(Extracted records)
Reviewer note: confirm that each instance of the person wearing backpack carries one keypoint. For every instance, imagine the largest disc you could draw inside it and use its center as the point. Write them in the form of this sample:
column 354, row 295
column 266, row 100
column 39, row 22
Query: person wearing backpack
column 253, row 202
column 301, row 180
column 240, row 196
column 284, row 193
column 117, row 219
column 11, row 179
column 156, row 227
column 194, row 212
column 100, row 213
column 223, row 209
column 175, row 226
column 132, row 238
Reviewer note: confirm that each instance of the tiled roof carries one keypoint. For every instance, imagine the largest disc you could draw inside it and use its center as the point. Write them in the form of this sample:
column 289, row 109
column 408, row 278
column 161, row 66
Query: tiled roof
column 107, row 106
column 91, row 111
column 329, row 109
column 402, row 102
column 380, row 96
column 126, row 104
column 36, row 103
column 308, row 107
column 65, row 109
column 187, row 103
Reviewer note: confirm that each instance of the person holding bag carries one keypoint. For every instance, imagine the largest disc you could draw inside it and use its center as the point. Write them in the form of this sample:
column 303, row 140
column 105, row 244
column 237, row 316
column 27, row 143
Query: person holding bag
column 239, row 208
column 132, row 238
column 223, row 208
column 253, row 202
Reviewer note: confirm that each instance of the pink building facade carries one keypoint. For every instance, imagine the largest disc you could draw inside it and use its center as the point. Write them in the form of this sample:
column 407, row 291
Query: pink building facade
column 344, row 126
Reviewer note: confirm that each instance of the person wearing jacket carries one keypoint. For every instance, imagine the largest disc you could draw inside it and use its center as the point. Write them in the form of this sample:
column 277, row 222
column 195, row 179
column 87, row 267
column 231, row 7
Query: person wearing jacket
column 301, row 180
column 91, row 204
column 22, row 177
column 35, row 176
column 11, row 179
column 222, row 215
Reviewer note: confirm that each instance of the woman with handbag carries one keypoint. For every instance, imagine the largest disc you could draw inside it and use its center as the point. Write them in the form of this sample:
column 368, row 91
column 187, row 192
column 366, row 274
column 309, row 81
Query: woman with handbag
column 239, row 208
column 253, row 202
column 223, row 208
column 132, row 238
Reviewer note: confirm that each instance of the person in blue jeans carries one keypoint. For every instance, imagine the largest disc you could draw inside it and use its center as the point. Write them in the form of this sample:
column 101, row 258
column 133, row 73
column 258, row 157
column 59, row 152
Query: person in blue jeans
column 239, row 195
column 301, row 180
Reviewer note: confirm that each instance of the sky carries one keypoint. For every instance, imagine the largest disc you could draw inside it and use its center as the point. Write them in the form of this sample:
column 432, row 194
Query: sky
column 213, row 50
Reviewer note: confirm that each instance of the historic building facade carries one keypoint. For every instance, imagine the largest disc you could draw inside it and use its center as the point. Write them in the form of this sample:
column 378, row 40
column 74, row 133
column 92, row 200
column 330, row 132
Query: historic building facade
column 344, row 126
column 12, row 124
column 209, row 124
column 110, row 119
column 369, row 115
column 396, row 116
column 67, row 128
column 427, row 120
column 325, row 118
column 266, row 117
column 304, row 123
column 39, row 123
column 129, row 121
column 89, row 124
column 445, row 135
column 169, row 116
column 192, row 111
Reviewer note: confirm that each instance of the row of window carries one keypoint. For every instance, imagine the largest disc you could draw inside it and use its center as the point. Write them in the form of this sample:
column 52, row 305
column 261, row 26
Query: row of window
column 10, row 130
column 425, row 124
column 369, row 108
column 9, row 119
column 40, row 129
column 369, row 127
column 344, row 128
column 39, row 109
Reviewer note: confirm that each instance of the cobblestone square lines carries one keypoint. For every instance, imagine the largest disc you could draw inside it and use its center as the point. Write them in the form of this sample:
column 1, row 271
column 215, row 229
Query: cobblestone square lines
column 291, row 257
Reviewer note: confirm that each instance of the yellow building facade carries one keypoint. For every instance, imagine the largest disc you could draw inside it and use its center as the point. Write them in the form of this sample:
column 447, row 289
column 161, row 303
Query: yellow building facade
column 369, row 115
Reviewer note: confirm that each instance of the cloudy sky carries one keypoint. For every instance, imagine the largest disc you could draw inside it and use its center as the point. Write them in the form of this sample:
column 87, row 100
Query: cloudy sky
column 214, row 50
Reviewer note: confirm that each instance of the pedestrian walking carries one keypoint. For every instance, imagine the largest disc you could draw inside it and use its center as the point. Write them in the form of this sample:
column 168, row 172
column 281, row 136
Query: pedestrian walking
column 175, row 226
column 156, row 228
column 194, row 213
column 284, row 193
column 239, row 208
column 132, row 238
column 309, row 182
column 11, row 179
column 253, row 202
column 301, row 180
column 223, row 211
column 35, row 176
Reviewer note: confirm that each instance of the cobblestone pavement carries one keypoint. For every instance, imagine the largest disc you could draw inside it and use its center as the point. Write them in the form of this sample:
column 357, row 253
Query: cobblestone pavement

### What you have to do
Write an exact transcription of every entry above.

### Result of the task
Reviewer note: confirm that each instance of the person wearing backpack carries one keypoint. For every instance, imagine the largest disc you could draw inside it and use its center as the point. Write them in the form of this sample:
column 354, row 295
column 266, row 100
column 39, row 22
Query: person wearing backpack
column 253, row 202
column 301, row 180
column 240, row 196
column 284, row 193
column 117, row 219
column 11, row 179
column 156, row 227
column 194, row 212
column 100, row 213
column 223, row 209
column 175, row 226
column 132, row 238
Reviewer note: confirm that each instance of the tiled roof carries one keypoint. For every instance, imagine the largest disc you could draw inside it and use its center as the point. Write them in the form of this sample:
column 289, row 109
column 408, row 278
column 161, row 66
Query: tiled roof
column 107, row 106
column 91, row 111
column 329, row 109
column 402, row 102
column 380, row 96
column 126, row 104
column 36, row 103
column 308, row 107
column 65, row 109
column 187, row 103
Reviewer note: confirm that each instance of the person holding bag carries one keypoint. For every instance, imagine the largest disc you could draw inside it and use its center as the point. Write them in the form of this sample:
column 303, row 140
column 105, row 244
column 237, row 316
column 27, row 143
Query: person holding bag
column 239, row 208
column 132, row 238
column 223, row 208
column 253, row 202
Reviewer note: confirm that each instance of the pink building facade carries one keypoint. For every instance, imagine the largest disc you could draw inside it and use its center as the point. Write them in the form of this sample:
column 407, row 291
Query: pink building facade
column 344, row 126
Reviewer note: confirm that each instance of the person wearing jacket carries one keypoint. For every instance, imagine the largest disc you could draw inside it and use its center as the point. Write them in the form of this sample:
column 277, row 222
column 195, row 179
column 87, row 267
column 231, row 7
Query: person wearing jacket
column 301, row 180
column 91, row 204
column 22, row 177
column 35, row 176
column 11, row 179
column 222, row 215
Reviewer note: confirm that each instance of the woman with handbag carries one keypoint. For every instance, imagine the largest disc you could draw inside it and use its center as the point. Write them in the form of this sample:
column 368, row 91
column 187, row 192
column 366, row 274
column 309, row 81
Query: woman with handbag
column 239, row 208
column 253, row 202
column 223, row 208
column 132, row 238
Reviewer note: confirm that each instance of the person in blue jeans carries one keypoint. For every instance, imagine the largest disc you could draw inside it and use its center as the point. Write them in the form of this sample:
column 101, row 258
column 133, row 73
column 258, row 157
column 59, row 152
Query: person in blue jeans
column 239, row 195
column 301, row 180
Reviewer note: confirm that each instance of the sky carries one keypoint. For every instance, imagine the largest disc you could draw inside it and use its center as the point. Write them in the form of this sample:
column 432, row 194
Query: sky
column 213, row 50
Reviewer note: confirm that each instance of the historic building facade carries one keypoint. For every instance, imagine the largest disc you could draw inside it and use its center as the point. Write them in the form of this sample:
column 378, row 40
column 74, row 133
column 92, row 200
column 330, row 132
Query: historic building facade
column 344, row 126
column 12, row 124
column 209, row 124
column 110, row 119
column 369, row 115
column 396, row 116
column 67, row 128
column 427, row 120
column 325, row 118
column 266, row 117
column 304, row 123
column 39, row 123
column 129, row 121
column 89, row 124
column 445, row 135
column 169, row 116
column 192, row 111
Reviewer note: confirm that each instance of the row of window carries one keypoint. For every instance, imagine the largest disc you could draw inside it and use its center as the point. Write them in the form of this sample:
column 52, row 305
column 261, row 26
Query: row of window
column 10, row 130
column 425, row 124
column 369, row 108
column 9, row 119
column 40, row 129
column 369, row 127
column 344, row 128
column 39, row 109
Reviewer note: confirm that each instance of the cobblestone square lines carries one keypoint. For every instance, imagine the largest disc you could draw inside it and use its center as the point. Write them in the form of this sample:
column 1, row 271
column 215, row 229
Query: cobblestone square lines
column 291, row 257
Reviewer note: confirm that each instance of the yellow building facade carries one keypoint. For every instance, imagine the largest disc you could draw inside it and use its center as the point. Write them in the form of this sample:
column 447, row 289
column 161, row 303
Query: yellow building facade
column 369, row 115
Reviewer note: confirm that each instance of the cloudy sky carries one keypoint. For every instance, imagine the largest disc you could draw inside it and use its center as the point. Write them in the form of this sample:
column 87, row 100
Query: cloudy sky
column 214, row 50
Reviewer note: confirm that each instance of the pedestrian walking carries one keypoint. For every instance, imagine the largest disc you could draw inside it and use its center as the point. Write them in the form of this sample:
column 168, row 172
column 281, row 136
Query: pedestrian walking
column 175, row 226
column 156, row 228
column 194, row 213
column 284, row 193
column 239, row 208
column 132, row 238
column 309, row 182
column 11, row 179
column 253, row 202
column 301, row 180
column 223, row 211
column 35, row 176
Reviewer note: confirm that each instance of the cobblestone pavement carries one keypoint. For every instance, imagine the largest disc you could draw inside it and use its center as the point. Write them in the form of this sample:
column 357, row 253
Query: cobblestone pavement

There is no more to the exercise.